= Request =
Update every one of the entries below by putting "field report" wherever "scouting log" appears, with everything else left as it is. Don't include the pictures in your answer.

= Data supplied =
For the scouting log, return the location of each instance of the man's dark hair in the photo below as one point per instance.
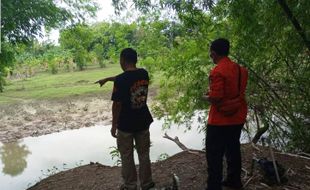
(129, 55)
(220, 46)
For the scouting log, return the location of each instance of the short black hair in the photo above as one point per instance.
(130, 55)
(220, 46)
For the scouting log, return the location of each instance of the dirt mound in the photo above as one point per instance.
(45, 117)
(191, 169)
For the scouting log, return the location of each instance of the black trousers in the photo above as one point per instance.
(220, 141)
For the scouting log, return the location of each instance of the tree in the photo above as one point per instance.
(23, 20)
(270, 38)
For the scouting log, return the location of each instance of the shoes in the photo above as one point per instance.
(232, 185)
(149, 186)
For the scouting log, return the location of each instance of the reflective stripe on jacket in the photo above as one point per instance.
(224, 82)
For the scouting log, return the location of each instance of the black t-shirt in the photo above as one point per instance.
(131, 89)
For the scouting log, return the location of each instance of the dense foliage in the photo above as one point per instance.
(270, 38)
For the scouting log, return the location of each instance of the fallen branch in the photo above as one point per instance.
(248, 181)
(304, 154)
(177, 141)
(293, 155)
(181, 145)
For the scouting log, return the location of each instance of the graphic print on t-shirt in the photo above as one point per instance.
(138, 93)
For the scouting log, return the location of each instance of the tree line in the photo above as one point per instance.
(270, 38)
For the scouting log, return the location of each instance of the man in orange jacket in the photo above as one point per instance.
(226, 118)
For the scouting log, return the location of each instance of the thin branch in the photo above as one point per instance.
(177, 141)
(295, 22)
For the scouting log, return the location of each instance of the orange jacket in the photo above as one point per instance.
(224, 81)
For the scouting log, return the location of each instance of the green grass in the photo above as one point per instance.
(47, 86)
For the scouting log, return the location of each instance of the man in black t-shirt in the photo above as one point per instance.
(131, 120)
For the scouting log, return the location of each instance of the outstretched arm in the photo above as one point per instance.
(103, 81)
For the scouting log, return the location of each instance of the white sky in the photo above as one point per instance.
(106, 13)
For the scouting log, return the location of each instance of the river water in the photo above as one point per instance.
(31, 159)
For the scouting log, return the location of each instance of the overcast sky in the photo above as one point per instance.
(104, 14)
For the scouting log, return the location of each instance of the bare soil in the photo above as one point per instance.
(44, 117)
(191, 169)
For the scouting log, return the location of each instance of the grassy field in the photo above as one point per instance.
(47, 86)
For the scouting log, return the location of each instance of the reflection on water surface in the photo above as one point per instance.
(27, 161)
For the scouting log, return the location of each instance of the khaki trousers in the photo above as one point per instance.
(125, 146)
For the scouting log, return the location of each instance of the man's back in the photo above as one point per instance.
(224, 85)
(131, 89)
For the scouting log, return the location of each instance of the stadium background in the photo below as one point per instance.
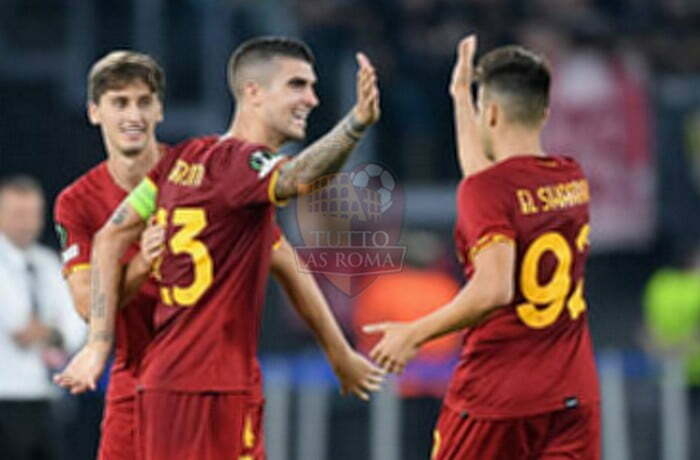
(626, 102)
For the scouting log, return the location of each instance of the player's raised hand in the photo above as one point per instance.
(367, 110)
(152, 241)
(397, 346)
(84, 369)
(357, 375)
(463, 71)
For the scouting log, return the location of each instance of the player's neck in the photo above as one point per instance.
(127, 171)
(517, 142)
(246, 127)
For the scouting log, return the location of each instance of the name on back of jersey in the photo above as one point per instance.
(187, 174)
(553, 197)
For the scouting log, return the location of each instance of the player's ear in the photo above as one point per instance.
(252, 91)
(159, 117)
(493, 115)
(93, 113)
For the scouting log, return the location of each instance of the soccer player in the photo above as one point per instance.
(525, 385)
(125, 99)
(199, 385)
(125, 96)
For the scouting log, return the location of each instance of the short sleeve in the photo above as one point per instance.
(277, 235)
(248, 174)
(74, 234)
(484, 214)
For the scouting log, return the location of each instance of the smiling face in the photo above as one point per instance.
(128, 116)
(287, 97)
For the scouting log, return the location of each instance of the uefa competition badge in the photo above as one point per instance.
(351, 225)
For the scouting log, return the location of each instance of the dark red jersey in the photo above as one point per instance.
(215, 196)
(535, 354)
(81, 210)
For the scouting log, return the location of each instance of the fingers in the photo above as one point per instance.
(363, 61)
(363, 395)
(375, 328)
(467, 47)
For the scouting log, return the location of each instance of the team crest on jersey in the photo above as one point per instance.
(62, 234)
(263, 162)
(69, 254)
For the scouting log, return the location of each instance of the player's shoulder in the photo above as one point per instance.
(525, 168)
(89, 184)
(191, 144)
(244, 155)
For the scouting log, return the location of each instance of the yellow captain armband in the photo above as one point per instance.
(143, 198)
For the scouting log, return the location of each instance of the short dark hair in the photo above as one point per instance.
(521, 75)
(120, 68)
(260, 49)
(21, 183)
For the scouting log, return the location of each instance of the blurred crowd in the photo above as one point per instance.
(412, 43)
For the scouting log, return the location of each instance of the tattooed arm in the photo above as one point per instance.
(109, 245)
(472, 157)
(327, 155)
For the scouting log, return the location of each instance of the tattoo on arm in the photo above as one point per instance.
(101, 336)
(119, 215)
(98, 308)
(325, 156)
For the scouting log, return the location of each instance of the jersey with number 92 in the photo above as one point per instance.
(534, 355)
(214, 197)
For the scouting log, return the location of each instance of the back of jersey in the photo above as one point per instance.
(534, 355)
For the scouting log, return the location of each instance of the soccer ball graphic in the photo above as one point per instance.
(375, 177)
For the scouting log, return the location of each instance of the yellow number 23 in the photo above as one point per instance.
(192, 221)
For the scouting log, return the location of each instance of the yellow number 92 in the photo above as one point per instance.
(553, 293)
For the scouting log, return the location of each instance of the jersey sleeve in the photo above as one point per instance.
(74, 233)
(248, 176)
(277, 235)
(485, 214)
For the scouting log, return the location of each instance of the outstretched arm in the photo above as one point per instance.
(109, 244)
(472, 157)
(327, 155)
(355, 373)
(491, 287)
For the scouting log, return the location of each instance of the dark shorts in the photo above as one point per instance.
(117, 438)
(571, 434)
(199, 426)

= Written solution =
For the field report, return the location of each instance of the man's dark hair in the photo below as one point per instance.
(129, 55)
(220, 46)
For the field report, return the location of each instance of the short black hair in the photo above as one point per instance.
(130, 55)
(220, 46)
For the field report, return the location of each instance of the dirt mound in the photo above as one point per instance.
(45, 117)
(191, 169)
For the field report, return the location of each instance of the black trousers in the photo above as one point per instance.
(220, 141)
For the field report, return the location of each instance of the tree in the photo above as one point per instance.
(23, 20)
(270, 38)
For the field report, return the location of each instance of the shoes in the photo above as one point per instance.
(232, 185)
(149, 186)
For the field report, return the location of each instance of the reflective stripe on jacket in the photo above as one point per instance.
(224, 82)
For the field report, return the location of each instance of the black t-shirt in the photo above as one point per instance.
(131, 89)
For the field report, return the location of each instance of the dense foliage in the photo above as one point per instance.
(270, 38)
For the field report, return the location of each instance of the fallen branch in the photo above as one point per instance.
(248, 181)
(304, 154)
(177, 141)
(293, 155)
(181, 145)
For the field report, return the location of each instance of the graphic print on t-shirt in the photo above as one point per instance.
(138, 93)
For the field report, return the location of each instance of the tree line in the photo above as one point per instance.
(270, 38)
For the field report, return the location of each instance of the man in orange jacket in the photo above as one point per instance.
(226, 118)
For the field report, return the location of each instance of the thin branch in the photo above as one point per instance.
(177, 141)
(295, 22)
For the field report, return the location of each instance of the orange jacket in the photo above as one point per instance.
(224, 81)
For the field report, return the location of each instance of the green grass in the photo above as one point per instance.
(47, 86)
For the field report, return the location of each instance of the man in black t-shirt in the photo above as one point per instance.
(131, 120)
For the field report, return the location of each instance of the outstretched arm in the photo above as one point per instance.
(103, 81)
For the field report, return the location of each instance of the white sky in the photo above as one point per instance.
(106, 13)
For the field report, return the location of each instance of the river water in the photo above as one point per instance.
(31, 159)
For the field report, return the location of each instance of the overcast sky in the photo above as one point per instance.
(104, 14)
For the field report, return the location of each instance of the bare soil in the photo above as one point per instance.
(44, 117)
(191, 169)
For the field report, return the location of each instance of the grassy field in the photo above as one point per instance.
(47, 86)
For the field report, return the location of each instance of the reflection on water surface in the photo above as one point per instance.
(27, 161)
For the field report, return the location of each instance of the khaki trousers in the photo above as one point per instance.
(125, 146)
For the field report, return the location of each instance of the man's back in the photo above as one point per instance.
(224, 85)
(131, 89)
For the field report, return the location of each instance of the stadium background in the photo below as one point per instance.
(626, 102)
For the field report, return the location of each instance of the player's raised hand in the photo above as one point per instance.
(367, 110)
(152, 241)
(397, 346)
(84, 369)
(357, 375)
(463, 71)
For the field report, return the location of each instance of the player's neck in the photo above as one point per instance.
(127, 171)
(517, 142)
(246, 127)
For the field report, return the location of each instance of the name on back of jersey in the photo above as one point per instance.
(187, 174)
(553, 197)
For the field report, return the location of each instance of the player's ear in the photo above as one point per instance.
(252, 91)
(159, 117)
(493, 115)
(93, 113)
For the field report, return the location of each instance of the soccer player in the photo above as one point per instance.
(525, 385)
(125, 99)
(199, 385)
(125, 96)
For the field report, return the location of each instance of the short sleeve in the photo above as one point per instance.
(277, 235)
(248, 174)
(74, 234)
(484, 214)
For the field report, return the location of each instance of the smiling face in the photo above as one point per instance.
(128, 116)
(287, 97)
For the field report, return the location of each instance of the uefa competition badge in the photo above as one point per instance.
(351, 225)
For the field report, return the location of each instance of the dark red jersey in the photo above as one point per instance.
(215, 196)
(535, 354)
(81, 210)
For the field report, return the location of each instance of the fingers in the photo above as one point per instance.
(363, 61)
(363, 395)
(375, 328)
(467, 47)
For the field report, return the location of each instance of the team crest on jersey in the photo above as one point per instance.
(62, 234)
(263, 162)
(69, 254)
For the field report, return the location of each instance of the player's shoulder in the photo above as one point per instance.
(525, 168)
(89, 184)
(191, 144)
(244, 155)
For the field report, return the location of each instance of the yellow captain armband in the photo above as one point per instance.
(143, 198)
For the field report, return the location of each instance of the short dark hair in the photo above as one point per instance.
(521, 75)
(120, 68)
(260, 49)
(21, 183)
For the field report, return the location of each instance of the blurred crowd in the photo above as one point per instance.
(412, 43)
For the field report, return the location of each instance of the tattooed arm in the photo above as one point per instance.
(109, 245)
(472, 157)
(327, 155)
For the field report, return the location of each instance of the tattoo on arm in the photo above as one point per instance.
(101, 336)
(119, 215)
(98, 308)
(325, 156)
For the field report, return the location of each instance of the jersey with number 92 in the photo above as one point per instance.
(534, 355)
(214, 197)
For the field report, return the location of each instance of the back of jersey in the photo above as one point per instance.
(534, 355)
For the field report, return the location of each instance of the soccer ball graphic in the photo above as one point per instance.
(375, 177)
For the field report, return the location of each instance of the yellow number 23 in the photo above as one point per instance.
(192, 221)
For the field report, return the location of each instance of the yellow number 92 in the photo above as one point per instance.
(553, 293)
For the field report, return the location of each instance of the jersey sleeve in the photo above as one point per instance.
(74, 233)
(248, 176)
(277, 235)
(485, 214)
For the field report, return the location of each instance of the outstretched arm in the photo above as one point per instance.
(109, 244)
(472, 157)
(327, 155)
(355, 373)
(491, 287)
For the field report, return the location of each instance of the dark shorts in the photo above as one point per instance.
(117, 438)
(571, 434)
(199, 426)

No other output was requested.